# Work task
Continue the text below on lying about death and Alinta's fear of dying, starting after its last sentence.

··· Selected text ···

We were all pulling our oars one way: to comfort the lady, the lady we all loved. I participated in a small way; thrice weekly I came by to clean and serve meals and be around for chatter and comfort. We all came, mainly, to fill the house and be felt – I know I was desperate to bring some warmth to the chilly fear and anger and frustration that emanated from her. I know I didn’t succeed, and I’m not surprised. I am, after all, not able for that task because you can’t salve the knowledge of impending death.

And this brings me to the point of my point. My point is not that Alinta is gone and that I miss her, though these are good things to say. Nor is that she was magnificent and the world is poorer without her, though this too is true.

My point is that there are too many lies about death and dying. There is far, far too much lying about how we face our own extinction.

I hear people say all the time that their relative made their peace with death, or that one can be consoled by this or that. I hear people making a myriad of excuses that manifest as spiritual, philosophical and emotional mumbo jumbo that amount to little more than a heartfelt, avoidant and irritating lie.

The lie is that people who are aware that they dying are not scared. We, the living who watch them get eaten alive by diseases and syndromes and horrible, uncontrollable breakages of the body, really want to believe that they are not scared because their fear is big and palpable and confronting. This is why we make bullshit up, because it helps us cope.

Our lying is about us not them. This seems to be unbelievably selfish.

Alinta told me in no uncertain terms that she was terrified of death. She was absolutely packing it. She ranted and railed and wrote pages about her fear dreams. In them, her cancer took the shape of different people and did horrible things to her – tricked her, trapped her, put her in horrifying situations.  She wept, she screamed, she said NO to death in a loud and unhappy voice; very afraid. Alinta didn’t lie.

··· Data for analysis ···

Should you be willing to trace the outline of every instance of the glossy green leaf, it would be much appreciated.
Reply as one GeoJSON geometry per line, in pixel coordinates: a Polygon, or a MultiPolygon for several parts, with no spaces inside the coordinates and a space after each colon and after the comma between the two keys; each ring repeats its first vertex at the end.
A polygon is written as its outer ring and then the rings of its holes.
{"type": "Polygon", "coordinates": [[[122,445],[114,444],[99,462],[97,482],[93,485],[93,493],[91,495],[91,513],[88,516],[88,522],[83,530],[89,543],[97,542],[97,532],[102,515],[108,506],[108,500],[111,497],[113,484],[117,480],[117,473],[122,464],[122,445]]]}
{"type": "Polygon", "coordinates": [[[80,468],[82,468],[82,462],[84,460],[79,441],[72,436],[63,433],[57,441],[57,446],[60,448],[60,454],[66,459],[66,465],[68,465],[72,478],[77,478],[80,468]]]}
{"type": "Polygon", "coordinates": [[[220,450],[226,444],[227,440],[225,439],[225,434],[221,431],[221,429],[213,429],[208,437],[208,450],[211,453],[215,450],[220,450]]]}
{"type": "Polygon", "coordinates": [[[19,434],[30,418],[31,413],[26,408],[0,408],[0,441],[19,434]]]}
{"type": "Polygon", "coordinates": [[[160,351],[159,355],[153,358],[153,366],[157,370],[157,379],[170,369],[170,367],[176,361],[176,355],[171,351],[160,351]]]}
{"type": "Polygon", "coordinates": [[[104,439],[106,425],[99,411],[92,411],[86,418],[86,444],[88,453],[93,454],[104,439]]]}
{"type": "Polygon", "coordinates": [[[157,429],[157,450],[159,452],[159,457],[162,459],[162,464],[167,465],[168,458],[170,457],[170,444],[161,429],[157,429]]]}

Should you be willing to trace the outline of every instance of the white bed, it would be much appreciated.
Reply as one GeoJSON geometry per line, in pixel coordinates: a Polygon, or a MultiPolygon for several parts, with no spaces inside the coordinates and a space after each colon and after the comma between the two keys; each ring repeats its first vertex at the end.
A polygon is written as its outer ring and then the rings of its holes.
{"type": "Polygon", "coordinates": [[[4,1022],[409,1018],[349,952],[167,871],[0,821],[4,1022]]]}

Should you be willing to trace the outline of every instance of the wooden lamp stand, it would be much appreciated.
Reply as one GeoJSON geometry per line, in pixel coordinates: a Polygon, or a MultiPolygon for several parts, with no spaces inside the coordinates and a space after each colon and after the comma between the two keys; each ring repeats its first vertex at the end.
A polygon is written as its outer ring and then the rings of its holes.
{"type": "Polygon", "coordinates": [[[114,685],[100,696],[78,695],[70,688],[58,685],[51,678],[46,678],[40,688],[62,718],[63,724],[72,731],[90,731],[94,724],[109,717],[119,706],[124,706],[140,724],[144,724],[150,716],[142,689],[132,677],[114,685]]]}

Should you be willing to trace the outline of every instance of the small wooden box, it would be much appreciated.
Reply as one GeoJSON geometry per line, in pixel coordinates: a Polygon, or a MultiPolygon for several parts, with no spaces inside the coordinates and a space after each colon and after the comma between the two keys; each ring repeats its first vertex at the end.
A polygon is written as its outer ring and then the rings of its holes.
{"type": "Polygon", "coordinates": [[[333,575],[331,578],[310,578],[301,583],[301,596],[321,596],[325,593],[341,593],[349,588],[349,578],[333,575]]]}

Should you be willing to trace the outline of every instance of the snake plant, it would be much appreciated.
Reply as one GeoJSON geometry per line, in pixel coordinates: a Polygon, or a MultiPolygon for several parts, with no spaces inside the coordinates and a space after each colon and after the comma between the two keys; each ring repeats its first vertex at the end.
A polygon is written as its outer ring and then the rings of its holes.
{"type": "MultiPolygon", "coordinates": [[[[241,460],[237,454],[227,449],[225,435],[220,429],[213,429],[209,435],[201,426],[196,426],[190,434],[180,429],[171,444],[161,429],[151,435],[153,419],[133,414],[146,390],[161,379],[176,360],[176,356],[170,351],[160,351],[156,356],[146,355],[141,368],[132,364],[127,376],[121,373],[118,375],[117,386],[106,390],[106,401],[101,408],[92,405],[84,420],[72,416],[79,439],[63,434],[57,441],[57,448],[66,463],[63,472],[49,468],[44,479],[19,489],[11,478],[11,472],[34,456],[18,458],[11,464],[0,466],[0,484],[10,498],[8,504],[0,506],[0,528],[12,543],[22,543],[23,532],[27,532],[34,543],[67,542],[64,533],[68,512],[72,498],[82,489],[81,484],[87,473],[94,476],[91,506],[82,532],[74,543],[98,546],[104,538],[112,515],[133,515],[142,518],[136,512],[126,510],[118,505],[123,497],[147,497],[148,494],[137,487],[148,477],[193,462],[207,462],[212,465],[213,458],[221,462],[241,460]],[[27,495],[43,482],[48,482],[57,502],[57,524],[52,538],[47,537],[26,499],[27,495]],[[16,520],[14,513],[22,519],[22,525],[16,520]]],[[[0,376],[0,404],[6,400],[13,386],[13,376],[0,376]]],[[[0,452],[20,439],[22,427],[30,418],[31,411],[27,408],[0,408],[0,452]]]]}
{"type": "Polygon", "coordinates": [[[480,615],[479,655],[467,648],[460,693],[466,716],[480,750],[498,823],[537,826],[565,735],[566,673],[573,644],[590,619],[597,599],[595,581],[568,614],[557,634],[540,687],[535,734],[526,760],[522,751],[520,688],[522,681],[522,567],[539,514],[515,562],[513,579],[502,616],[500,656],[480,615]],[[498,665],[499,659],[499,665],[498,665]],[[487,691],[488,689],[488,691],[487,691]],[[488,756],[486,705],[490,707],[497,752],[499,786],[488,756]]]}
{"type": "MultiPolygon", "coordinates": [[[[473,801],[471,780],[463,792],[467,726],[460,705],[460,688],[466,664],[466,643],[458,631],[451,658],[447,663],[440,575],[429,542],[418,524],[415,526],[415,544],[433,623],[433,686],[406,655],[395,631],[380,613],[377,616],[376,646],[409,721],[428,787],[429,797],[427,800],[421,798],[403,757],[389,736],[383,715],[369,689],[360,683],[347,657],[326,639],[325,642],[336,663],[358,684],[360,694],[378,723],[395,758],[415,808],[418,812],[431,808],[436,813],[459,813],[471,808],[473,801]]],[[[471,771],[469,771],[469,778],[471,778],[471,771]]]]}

···

# Answer space
I’m not sure she was as scared, on the last day I saw her. But by then, my lady was drifting away from us already, not quite herself anymore. I ran home in the rain from St Vincent’s, barreling down Oxford st, my heart and throat all clogged and heavy and the rain and tears a singular muck.

Why, why is it so important that we stop lying about how utterly scary death is? If it brings us comfort, why stop?

I think it is important that we stop because our rhetoric and our fucking around with words that serve mostly to comfort ourselves are silencing the people who need us to be real, to be the most real we can be – because they don’t have much time.

They certainly don’t have enough time to bear up under our false platitudes, our falsely wise nods and smiles and crappy excuses in our impossible quest to settle their fevered emotions to a ‘safe’ modulation. They’re dealing with enough.

I feel that we need to be able to look the anguish of someone’s pants-pissing terror in the face, to see that the face is our mother’s or brother’s or lover’s own face, and hold their hand and be with them in that moment. It is bold and humane and loving and right to grasp someone and be in that with them.

I can’t bear to provide some incentive, some quaint little insight we may gain from this. A lesson, or a cute koan that is our cookie for being present in the moments of fear, the days of fear, the weeks and months and years of fear with someone who is dying.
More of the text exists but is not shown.